Work order 1 — List the parts of the automated workflow named in the abstract.
Work order 2 — Duplicate the abstract from "This analysis allows" to "of further fractures.".

Text section —

*** Begin section ***

Abstract

We present a method for modeling drilling induced fractures dynamic growth through a porous medium in the near wellbore region. Understanding the early time fracture growth behavior, and related near wellbore stress state, can provide an effective tool to improve the treatment selection through parameters such as particle size distribution and ideal drilling fluid rheology. Also, it will help with field diagnostics for various lost circulation treatments and lost return events.

ExxonMobil Upstream Research Company and SIMULIA® co-developed fully-coupled hydraulic fracturing modeling capabilities. The method is based on Cohesive Zone Modeling (CZM) elements, with pore pressure degrees of freedom, which were recently implemented into SIMULIA® Abaqus finite element package. The model was benchmarked with known solutions to analytical fracture growth regimes and validated with a laboratory scale experimental setup of hydraulic fracturing. The model allows for fluid leak-off from the wellbore and fracture faces into the porous medium, as well as an arbitrary injection schedule. Additionally, the physics of dynamic fracture growth and a variety of material properties and constitutive models for both the solid and liquid, are also captured in the model. The time-dependent fracture growth and interaction between the stress concentration region near the fracture tip and the wellbore result in a non-linear behavior of the near-wellbore stress state during early time fracture propagation, which was not possible to capture with static models. The model generation, execution, and post-processing are part of an automated workflow which requires minimal user time.

This analysis allows for recommendation of optimum fracture width for maximum increase in wellbore integrity in the target formation. This is done by selecting the fracture width at the mouth, at which a necessary increase in the near-wellbore tangential stresses has been achieved as to prevent initialization of further fractures.

*** End section ***

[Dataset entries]

*** Begin section ***

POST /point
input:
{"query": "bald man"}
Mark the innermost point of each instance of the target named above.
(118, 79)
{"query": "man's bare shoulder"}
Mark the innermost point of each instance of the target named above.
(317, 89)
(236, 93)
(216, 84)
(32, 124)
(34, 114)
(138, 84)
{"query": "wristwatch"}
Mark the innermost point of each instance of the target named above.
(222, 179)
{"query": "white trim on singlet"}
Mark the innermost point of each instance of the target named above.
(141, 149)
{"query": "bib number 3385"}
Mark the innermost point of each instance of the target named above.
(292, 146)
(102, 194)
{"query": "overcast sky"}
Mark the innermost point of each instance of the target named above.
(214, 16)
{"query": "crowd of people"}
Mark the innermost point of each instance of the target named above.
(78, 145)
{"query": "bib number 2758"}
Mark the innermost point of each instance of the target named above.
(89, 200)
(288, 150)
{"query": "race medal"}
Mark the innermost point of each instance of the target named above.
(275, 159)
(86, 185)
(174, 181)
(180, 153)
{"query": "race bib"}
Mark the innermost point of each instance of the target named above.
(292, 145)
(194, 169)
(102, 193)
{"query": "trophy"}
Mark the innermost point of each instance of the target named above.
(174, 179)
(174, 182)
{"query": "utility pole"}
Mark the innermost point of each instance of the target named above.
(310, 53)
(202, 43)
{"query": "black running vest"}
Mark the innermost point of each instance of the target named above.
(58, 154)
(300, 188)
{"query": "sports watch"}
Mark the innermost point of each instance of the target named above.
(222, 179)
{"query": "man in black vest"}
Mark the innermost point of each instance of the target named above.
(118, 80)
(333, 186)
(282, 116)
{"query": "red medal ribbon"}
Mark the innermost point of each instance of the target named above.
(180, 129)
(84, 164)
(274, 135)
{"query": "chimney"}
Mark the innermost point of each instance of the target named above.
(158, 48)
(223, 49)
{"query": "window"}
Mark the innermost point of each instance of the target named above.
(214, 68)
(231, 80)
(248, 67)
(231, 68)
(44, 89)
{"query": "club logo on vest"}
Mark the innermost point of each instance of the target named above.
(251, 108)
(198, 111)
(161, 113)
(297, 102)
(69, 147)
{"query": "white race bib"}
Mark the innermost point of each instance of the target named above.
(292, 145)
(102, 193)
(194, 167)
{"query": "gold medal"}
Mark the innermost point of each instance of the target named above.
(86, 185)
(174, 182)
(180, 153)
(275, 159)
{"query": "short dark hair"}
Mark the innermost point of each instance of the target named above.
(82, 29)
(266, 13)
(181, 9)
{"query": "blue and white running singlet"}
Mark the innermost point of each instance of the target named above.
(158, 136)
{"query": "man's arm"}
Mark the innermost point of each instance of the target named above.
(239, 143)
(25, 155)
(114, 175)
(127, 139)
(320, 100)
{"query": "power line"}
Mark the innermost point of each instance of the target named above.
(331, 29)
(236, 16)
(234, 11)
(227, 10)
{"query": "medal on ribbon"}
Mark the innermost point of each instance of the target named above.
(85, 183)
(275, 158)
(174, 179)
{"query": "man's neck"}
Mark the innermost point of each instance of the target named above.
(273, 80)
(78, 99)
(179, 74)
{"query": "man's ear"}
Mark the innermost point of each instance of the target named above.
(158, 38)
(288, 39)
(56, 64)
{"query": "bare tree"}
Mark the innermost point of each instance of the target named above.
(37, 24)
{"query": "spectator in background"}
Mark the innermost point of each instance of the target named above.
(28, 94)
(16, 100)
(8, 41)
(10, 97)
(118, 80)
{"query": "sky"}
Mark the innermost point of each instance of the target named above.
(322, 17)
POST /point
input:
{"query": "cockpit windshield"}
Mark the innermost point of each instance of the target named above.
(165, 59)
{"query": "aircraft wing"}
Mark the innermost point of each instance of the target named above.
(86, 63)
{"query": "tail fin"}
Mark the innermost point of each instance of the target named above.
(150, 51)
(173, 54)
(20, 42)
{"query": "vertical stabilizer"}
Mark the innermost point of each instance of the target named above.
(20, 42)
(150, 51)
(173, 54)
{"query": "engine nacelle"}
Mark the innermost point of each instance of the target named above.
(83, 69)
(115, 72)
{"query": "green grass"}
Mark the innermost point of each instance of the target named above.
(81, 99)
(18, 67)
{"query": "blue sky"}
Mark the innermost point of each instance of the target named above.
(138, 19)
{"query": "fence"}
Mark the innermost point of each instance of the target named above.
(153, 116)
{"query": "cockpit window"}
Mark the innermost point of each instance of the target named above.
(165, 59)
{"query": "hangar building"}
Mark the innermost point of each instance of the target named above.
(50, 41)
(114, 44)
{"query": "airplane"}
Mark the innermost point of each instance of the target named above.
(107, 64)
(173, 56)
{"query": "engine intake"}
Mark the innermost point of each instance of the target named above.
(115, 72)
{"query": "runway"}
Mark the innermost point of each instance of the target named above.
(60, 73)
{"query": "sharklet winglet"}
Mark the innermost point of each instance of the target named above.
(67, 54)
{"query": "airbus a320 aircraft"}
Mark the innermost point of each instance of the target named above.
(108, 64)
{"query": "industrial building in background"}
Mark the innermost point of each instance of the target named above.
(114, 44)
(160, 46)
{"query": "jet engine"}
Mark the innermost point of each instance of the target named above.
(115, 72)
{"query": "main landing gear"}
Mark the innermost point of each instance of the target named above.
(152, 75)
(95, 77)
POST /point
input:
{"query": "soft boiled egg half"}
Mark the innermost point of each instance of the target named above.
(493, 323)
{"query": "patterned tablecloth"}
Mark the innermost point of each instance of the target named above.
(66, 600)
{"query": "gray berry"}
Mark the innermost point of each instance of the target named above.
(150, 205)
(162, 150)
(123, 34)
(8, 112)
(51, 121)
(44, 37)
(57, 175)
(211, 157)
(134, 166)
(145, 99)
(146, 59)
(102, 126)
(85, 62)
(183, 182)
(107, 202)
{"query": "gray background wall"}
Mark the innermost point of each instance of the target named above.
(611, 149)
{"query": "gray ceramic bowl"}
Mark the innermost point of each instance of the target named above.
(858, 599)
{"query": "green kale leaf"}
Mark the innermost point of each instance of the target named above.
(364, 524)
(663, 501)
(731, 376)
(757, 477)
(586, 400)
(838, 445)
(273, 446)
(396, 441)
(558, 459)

*** End section ***

Task output 1 — Model generation, execution, and post-processing.

Task output 2 —
This analysis allows for recommendation of optimum fracture width for maximum increase in wellbore integrity in the target formation. This is done by selecting the fracture width at the mouth, at which a necessary increase in the near-wellbore tangential stresses has been achieved as to prevent initialization of further fractures.